Please edit the items below by changing every "innermost point" to "most central point" and leaving everything else unchanged. Write out all the edited lines, but omit the pictures.

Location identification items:
>>>>

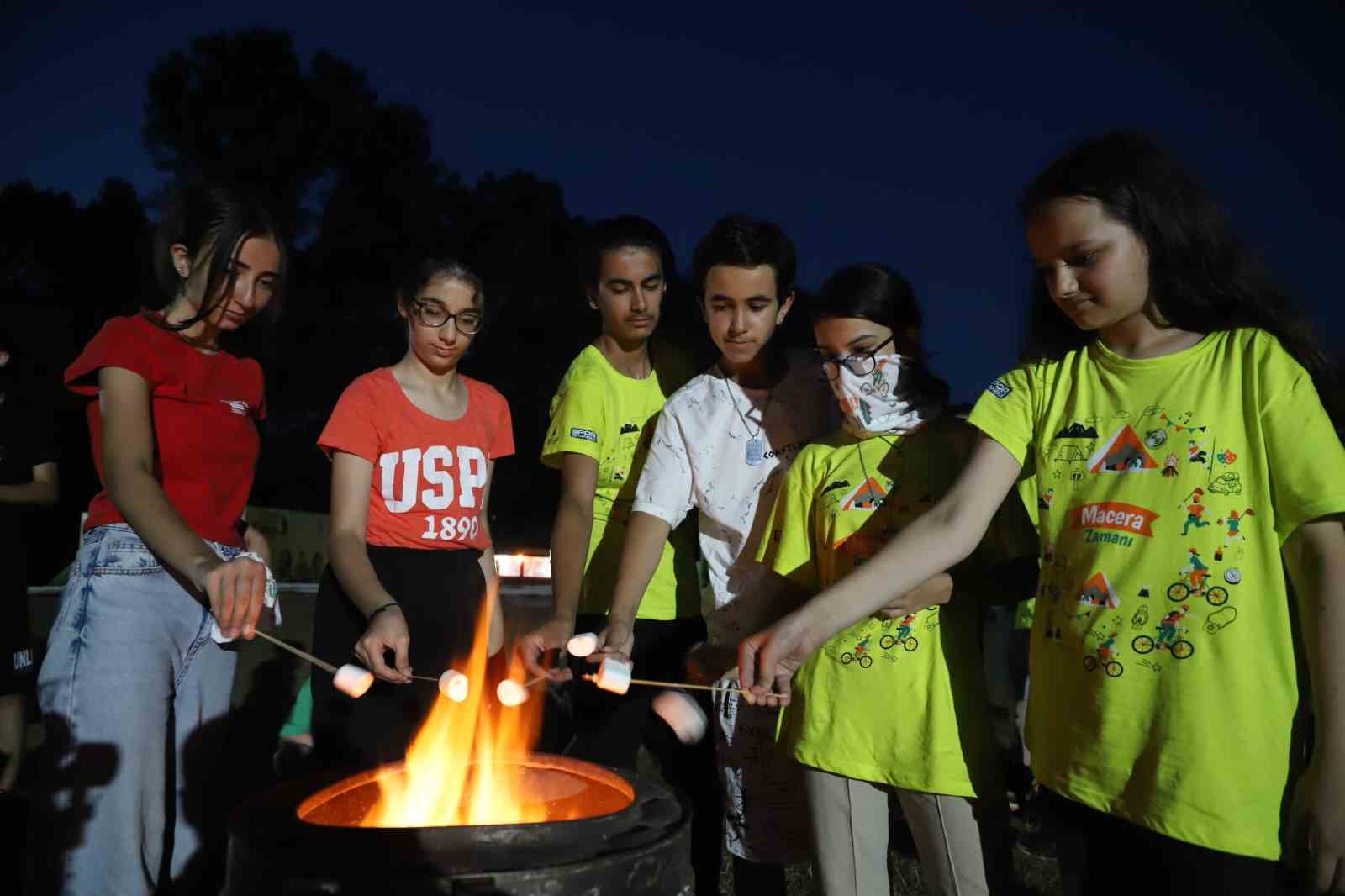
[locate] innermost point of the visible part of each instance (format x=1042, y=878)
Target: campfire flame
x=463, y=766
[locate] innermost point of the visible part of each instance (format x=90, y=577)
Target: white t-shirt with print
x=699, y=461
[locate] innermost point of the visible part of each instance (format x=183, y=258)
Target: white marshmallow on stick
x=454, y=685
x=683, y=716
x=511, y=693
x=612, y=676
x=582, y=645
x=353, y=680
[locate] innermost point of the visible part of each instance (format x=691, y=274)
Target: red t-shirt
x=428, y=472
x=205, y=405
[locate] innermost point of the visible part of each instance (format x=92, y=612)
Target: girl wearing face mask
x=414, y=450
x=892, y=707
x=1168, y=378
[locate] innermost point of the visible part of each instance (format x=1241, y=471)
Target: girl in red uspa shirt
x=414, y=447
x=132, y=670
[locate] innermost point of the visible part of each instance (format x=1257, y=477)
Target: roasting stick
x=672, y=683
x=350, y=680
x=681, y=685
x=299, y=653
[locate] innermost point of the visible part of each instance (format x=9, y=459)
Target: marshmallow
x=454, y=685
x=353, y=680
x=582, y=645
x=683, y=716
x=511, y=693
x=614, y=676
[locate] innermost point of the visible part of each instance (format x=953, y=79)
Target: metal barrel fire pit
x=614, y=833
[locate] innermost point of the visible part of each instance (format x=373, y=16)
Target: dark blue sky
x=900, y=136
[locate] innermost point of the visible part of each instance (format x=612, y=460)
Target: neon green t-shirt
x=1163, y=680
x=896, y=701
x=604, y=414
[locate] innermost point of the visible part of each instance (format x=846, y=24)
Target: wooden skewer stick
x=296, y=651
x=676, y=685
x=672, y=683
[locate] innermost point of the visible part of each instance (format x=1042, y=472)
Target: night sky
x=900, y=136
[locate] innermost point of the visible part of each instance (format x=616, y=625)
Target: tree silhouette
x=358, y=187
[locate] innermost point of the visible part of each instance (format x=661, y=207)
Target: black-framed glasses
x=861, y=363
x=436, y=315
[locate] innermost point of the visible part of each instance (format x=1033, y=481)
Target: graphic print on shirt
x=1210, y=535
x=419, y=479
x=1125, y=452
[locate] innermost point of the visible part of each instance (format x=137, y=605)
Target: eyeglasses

<<<<

== Task output ==
[locate] most central point of the visible part of each instance (format x=1042, y=878)
Target: campfire flame
x=463, y=766
[locate] most central point of the visible part of each instance (format x=90, y=577)
Target: white t-shirt with print
x=699, y=461
[locate] most central point of the visible part of each instance (format x=183, y=258)
Target: white marshmallow on stick
x=454, y=685
x=683, y=716
x=511, y=693
x=612, y=676
x=582, y=645
x=353, y=680
[locate] most central point of the visible part of each instance (format x=691, y=274)
Target: red t-shirt
x=428, y=472
x=205, y=405
[locate] most central point of the visible part of each instance (format x=92, y=612)
Target: girl wearing face mask
x=414, y=450
x=892, y=707
x=1168, y=378
[locate] most central point of the visible part of each instance (format x=1241, y=471)
Target: girl in red uspa shirt
x=414, y=447
x=132, y=670
[locate] most central point of the visible part of each instance (format x=1257, y=477)
Target: roasting stick
x=672, y=683
x=350, y=680
x=681, y=685
x=299, y=653
[locate] most central point of the visible part of each instance (format x=9, y=459)
Target: marshmallow
x=454, y=685
x=353, y=680
x=582, y=645
x=683, y=716
x=511, y=693
x=614, y=676
[locate] most central point of the visible part of each instance (format x=953, y=79)
Target: metal barrel fire pit
x=614, y=833
[locate] most central point of the visible part of each instance (format x=373, y=16)
Target: dark blue sky
x=900, y=136
[locate] most central point of the visible part of each instance (format x=612, y=460)
Target: neon green t-shirt
x=1163, y=680
x=896, y=701
x=604, y=414
[locate] most central point of the visible part of each instance (format x=846, y=24)
Target: wooden skewer stick
x=296, y=651
x=676, y=685
x=672, y=683
[locate] most central point of the visible part of each instance (format x=1042, y=472)
Target: night sky
x=900, y=136
[locate] most central point of the visible part of each instance (format x=616, y=625)
Target: tree silhouette
x=358, y=187
[locate] most central point of the visible part of each instance (format x=661, y=207)
Target: black-framed glasses
x=861, y=363
x=436, y=315
[locate] most central point of the visible part of each instance (format x=1033, y=481)
Target: graphic print on shirt
x=1210, y=535
x=419, y=479
x=1125, y=452
[locate] most central point of the visible part of each instance (format x=137, y=605)
Target: eyeglasses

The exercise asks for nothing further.